_OBJECTIF 1_
Dans les entrées, recopiez les lignes qui vont de celle contenant « If you could drop a marker on the pinstripe » jusqu'à la fin des entrées. Substituez « blazer » à « suit jacket » et ne modifiez rien d'autre.
···
Pour la troisième année consécutive, nous étions invités au concert de Noël de Corvus Corax à Berlin : le fameux groupe médiéval se produit comme toujours dans une église à cette occasion.
Contrairement à l’année précédente, j’arrive en avance devant l’église, bien avant l’ouverture. Le public se masse depuis longtemps devant les portes closes. Se geler les pieds dans le froid berlinois a un avantage : je me place idéalement au quatrième rang, pile au milieu, au bord de l’allée centrale. Calée sur mon banc, j’admire de nouveau les décorations de la Passionskirche, le bric à brac de Corvus Corax déjà disposé sur scène, et j’observe la faune hétéroclite s’installer dans l’église.
Mes voisines de rangée sont deux mamies vêtues de robes médiévales et sirotant un Glühwein (vin chaud épicé). Devant moi, un gosse d’une dizaine d’années se prend en photo devant les percussions massives. Un peu partout, des métalleux, des médiéveux, des punks. Les fans du célèbre groupe de musique néo-médiévale berlinois sont une fois de plus rassemblés en ce soir de Yule, célébration qui précède Noël dans les traditions d’Europe du Nord.
Cette année, c’est le groupe allemand Fairytale qui assure la première partie. Une formation plutôt récente (2012) aux sonorités acoustiques (guitare classique, violon, violoncelle, batterie, et plusieurs voix). Ils chantent en anglais sur le thème des contes de fées (sans blague), d’ailleurs leur intro commence par « es war einmal…« , il était une fois. (Notez que depuis l’an dernier, je me suis carrément améliorée en allemand.) Les chansons s’enchaînent et racontent une histoire à base de fées et de dragons.
Que dire de plus ? C’était mignon, mais je n’ai pas été convaincue. Il y a quelque chose qui sonne très amateur dans leur performance, je ne saurais dire exactement quoi. Peut-être un défaut de qualité de leurs micros, la gestuelle maladroite des chanteuses. Leur musique est un mélange un peu brouillon de folk, de pop et de… country américaine. Le doute n’est plus permis lorsque la chanteuse esquisse des pas de line dance pendant un morceau. Elle a beau nous faire une démonstration de sa voix de soprano lyrique et tenter de réveiller le public, cela n’est pas assez pour me réchauffer et me mettre dans l’ambiance.
···
_OBJECTIF 2_
D'après le texte, quel groupe assure la première partie du concert de Noël de Corvus Corax cette année ?
···
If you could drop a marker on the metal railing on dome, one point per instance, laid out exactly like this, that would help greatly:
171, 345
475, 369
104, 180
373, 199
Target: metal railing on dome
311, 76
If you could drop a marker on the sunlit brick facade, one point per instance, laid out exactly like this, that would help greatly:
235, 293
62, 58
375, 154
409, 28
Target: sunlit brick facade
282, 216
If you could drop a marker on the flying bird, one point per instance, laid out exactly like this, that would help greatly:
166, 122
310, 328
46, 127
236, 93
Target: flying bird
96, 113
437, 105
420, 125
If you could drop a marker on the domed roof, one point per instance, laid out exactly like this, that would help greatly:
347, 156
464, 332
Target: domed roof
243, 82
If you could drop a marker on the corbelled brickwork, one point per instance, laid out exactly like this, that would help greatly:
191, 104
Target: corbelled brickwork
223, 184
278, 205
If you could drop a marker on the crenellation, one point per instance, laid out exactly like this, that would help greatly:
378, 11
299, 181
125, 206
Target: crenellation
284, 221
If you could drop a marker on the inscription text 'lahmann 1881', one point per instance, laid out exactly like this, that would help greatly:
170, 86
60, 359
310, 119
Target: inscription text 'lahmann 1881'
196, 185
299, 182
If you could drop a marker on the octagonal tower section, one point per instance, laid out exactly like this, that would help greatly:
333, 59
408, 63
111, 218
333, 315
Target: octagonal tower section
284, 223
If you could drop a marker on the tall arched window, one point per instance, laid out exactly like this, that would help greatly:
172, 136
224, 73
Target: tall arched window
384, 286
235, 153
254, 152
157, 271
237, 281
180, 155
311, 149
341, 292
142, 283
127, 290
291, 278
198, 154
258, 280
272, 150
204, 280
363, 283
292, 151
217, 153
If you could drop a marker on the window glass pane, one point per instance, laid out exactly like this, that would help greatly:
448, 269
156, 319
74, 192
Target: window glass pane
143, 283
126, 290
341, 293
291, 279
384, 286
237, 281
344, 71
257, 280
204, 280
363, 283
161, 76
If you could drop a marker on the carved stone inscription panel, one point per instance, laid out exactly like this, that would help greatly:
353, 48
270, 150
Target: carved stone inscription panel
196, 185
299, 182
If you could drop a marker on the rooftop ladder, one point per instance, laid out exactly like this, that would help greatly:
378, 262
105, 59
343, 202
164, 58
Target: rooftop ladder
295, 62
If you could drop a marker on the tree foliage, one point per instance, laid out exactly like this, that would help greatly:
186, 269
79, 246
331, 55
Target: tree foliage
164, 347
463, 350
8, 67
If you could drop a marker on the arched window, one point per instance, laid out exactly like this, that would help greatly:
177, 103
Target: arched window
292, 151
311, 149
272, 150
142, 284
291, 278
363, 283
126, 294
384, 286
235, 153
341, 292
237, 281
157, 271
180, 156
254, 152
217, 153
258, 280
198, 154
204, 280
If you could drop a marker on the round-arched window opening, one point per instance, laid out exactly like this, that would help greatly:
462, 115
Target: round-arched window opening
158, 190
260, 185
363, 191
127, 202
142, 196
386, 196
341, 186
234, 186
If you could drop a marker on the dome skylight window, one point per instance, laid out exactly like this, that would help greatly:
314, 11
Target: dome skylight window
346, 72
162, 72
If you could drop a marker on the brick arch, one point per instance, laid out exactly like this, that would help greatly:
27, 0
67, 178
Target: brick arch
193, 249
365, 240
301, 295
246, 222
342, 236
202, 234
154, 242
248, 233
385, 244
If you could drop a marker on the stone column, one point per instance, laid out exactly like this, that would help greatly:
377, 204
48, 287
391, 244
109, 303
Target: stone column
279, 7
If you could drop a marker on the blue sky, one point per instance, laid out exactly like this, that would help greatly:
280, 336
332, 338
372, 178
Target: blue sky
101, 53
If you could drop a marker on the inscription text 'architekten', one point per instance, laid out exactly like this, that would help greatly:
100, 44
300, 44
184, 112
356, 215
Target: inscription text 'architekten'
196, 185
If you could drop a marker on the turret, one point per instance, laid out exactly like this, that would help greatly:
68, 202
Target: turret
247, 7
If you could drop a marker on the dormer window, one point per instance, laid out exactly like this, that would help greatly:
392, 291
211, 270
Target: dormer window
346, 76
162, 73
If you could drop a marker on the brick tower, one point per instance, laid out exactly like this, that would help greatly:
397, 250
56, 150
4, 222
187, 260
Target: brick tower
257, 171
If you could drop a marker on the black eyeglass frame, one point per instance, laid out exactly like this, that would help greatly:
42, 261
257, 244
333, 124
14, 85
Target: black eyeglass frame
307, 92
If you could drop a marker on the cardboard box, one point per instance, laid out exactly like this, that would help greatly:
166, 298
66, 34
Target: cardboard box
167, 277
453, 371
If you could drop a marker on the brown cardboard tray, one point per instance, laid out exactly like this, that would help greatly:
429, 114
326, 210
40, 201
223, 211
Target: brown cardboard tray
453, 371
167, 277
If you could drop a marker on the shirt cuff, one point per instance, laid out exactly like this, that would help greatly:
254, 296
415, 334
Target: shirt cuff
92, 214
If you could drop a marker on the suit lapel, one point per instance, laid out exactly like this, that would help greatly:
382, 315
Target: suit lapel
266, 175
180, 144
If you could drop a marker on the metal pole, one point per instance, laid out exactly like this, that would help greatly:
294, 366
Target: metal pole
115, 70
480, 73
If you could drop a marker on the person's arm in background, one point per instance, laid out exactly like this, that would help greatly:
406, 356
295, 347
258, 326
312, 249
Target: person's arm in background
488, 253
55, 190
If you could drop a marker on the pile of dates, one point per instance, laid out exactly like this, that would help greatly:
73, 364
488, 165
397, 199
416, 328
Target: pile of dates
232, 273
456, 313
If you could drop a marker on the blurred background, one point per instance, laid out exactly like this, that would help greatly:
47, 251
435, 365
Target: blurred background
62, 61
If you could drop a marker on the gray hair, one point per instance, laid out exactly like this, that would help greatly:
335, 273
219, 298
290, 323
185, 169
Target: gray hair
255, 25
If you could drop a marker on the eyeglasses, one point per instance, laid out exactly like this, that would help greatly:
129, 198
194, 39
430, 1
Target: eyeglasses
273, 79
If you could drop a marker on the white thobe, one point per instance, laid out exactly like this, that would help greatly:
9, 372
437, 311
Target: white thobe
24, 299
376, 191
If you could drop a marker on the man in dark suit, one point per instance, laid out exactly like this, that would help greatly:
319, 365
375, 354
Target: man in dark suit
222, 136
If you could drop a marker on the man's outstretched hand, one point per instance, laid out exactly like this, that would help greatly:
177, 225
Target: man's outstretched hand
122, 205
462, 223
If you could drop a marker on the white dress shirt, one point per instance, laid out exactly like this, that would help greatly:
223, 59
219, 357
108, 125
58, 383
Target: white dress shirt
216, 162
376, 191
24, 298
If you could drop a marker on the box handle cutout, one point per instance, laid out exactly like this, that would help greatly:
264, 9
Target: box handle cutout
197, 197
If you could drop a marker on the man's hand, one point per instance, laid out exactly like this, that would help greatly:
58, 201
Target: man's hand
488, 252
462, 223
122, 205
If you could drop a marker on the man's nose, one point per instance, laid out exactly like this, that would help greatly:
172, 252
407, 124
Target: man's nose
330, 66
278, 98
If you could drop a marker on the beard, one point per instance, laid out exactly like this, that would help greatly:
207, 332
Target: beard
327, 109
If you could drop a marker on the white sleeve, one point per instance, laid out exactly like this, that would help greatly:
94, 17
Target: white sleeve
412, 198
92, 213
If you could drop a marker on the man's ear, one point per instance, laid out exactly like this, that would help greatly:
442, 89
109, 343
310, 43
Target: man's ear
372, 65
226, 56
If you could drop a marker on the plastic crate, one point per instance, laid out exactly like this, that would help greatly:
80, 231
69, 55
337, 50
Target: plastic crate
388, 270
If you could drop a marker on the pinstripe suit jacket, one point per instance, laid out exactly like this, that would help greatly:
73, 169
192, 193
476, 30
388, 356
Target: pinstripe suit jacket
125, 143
···
_CORRIGÉ 1_
If you could drop a marker on the pinstripe blazer, one point per instance, laid out exactly like this, that would help greatly:
73, 169
192, 193
476, 30
388, 356
Target: pinstripe blazer
125, 143

_CORRIGÉ 2_
Le groupe allemand Fairytale.